> _WHAT YOU ARE ASKED TO DO_
Your task is to print the material below exactly as presented.

> _DATASET CONTENT_
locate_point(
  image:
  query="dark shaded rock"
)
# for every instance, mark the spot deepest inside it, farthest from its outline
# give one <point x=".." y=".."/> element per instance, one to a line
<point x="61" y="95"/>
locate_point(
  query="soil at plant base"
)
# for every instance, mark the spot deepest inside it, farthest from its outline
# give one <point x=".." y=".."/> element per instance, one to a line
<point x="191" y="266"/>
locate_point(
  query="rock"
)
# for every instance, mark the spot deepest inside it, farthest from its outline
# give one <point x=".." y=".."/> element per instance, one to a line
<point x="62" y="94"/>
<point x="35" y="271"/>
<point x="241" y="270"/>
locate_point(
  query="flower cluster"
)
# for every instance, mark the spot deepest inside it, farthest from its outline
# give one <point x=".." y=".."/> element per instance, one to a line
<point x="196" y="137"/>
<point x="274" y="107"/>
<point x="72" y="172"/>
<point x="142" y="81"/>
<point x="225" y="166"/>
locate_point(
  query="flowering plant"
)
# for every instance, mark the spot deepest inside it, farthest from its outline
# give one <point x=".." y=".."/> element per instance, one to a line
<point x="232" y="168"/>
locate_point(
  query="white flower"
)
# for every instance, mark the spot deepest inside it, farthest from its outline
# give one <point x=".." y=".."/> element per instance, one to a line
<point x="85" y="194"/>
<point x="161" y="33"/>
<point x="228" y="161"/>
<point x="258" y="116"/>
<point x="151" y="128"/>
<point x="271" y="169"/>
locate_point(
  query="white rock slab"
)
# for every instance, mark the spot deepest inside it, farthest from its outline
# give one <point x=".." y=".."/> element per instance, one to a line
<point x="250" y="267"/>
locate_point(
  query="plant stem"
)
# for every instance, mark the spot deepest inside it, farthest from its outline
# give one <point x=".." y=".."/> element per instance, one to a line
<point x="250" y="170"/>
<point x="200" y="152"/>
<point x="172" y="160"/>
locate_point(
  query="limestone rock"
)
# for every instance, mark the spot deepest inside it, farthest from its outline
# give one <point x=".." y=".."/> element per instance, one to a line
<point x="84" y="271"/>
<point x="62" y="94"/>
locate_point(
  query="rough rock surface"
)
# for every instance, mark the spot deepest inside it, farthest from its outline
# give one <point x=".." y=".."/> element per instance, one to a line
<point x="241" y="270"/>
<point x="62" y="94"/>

> _WRITTEN SOLUTION_
locate_point(
  image:
  query="dark shaded rock"
)
# for every instance, mark the spot deepest inside it, farthest from its outline
# give one <point x=".." y=".."/> element per instance, one to a line
<point x="61" y="95"/>
locate_point(
  query="soil at plant base"
)
# for every instance, mark the spot deepest inside it, farthest from its outline
# give one <point x=".." y=".."/> element per instance, one to a line
<point x="191" y="266"/>
locate_point(
  query="rock"
)
# for every instance, mark the spot deepest inside it, farthest from its outline
# give one <point x=".." y=".."/> element per instance, one to a line
<point x="62" y="94"/>
<point x="35" y="271"/>
<point x="241" y="270"/>
locate_point(
  query="flower cluster"
)
# for every instance, mark the spot deepest inside it, farthest from its outline
# give one <point x=".." y=".."/> element per instance, one to a line
<point x="196" y="137"/>
<point x="274" y="107"/>
<point x="72" y="172"/>
<point x="142" y="81"/>
<point x="225" y="166"/>
locate_point(
  query="flowering plant"
)
# for every instance, mark the spot deepest inside it, farthest from its outline
# give one <point x=".." y=".."/> element per instance, one to a line
<point x="232" y="168"/>
locate_point(
  query="white flower"
)
# for every instance, mark the spot deepest inside it, farthest from its outline
# give one <point x=".." y=".."/> element per instance, one to a line
<point x="85" y="194"/>
<point x="161" y="33"/>
<point x="228" y="161"/>
<point x="258" y="116"/>
<point x="151" y="128"/>
<point x="271" y="169"/>
locate_point(
  query="white rock slab"
)
# for every instance, mark the spot deepest inside it, farthest from its outline
# give one <point x=".." y=".."/> element per instance, one to a line
<point x="250" y="267"/>
locate_point(
  query="plant stem"
)
# for every instance, mark the spot deepest inside it, farthest from its outline
# give one <point x=".." y=".."/> element per instance, one to a line
<point x="250" y="170"/>
<point x="200" y="152"/>
<point x="172" y="160"/>
locate_point(
  query="limestone rock"
)
# for every instance, mark the spot deepest inside it, farthest from its outline
# give one <point x=".." y=".."/> element per instance, one to a line
<point x="84" y="271"/>
<point x="62" y="94"/>
locate_point(
  query="rough rock surface"
)
# for every instance, mark the spot deepest inside it, farthest from its outline
# give one <point x=".." y=".."/> element per instance, one to a line
<point x="241" y="270"/>
<point x="62" y="94"/>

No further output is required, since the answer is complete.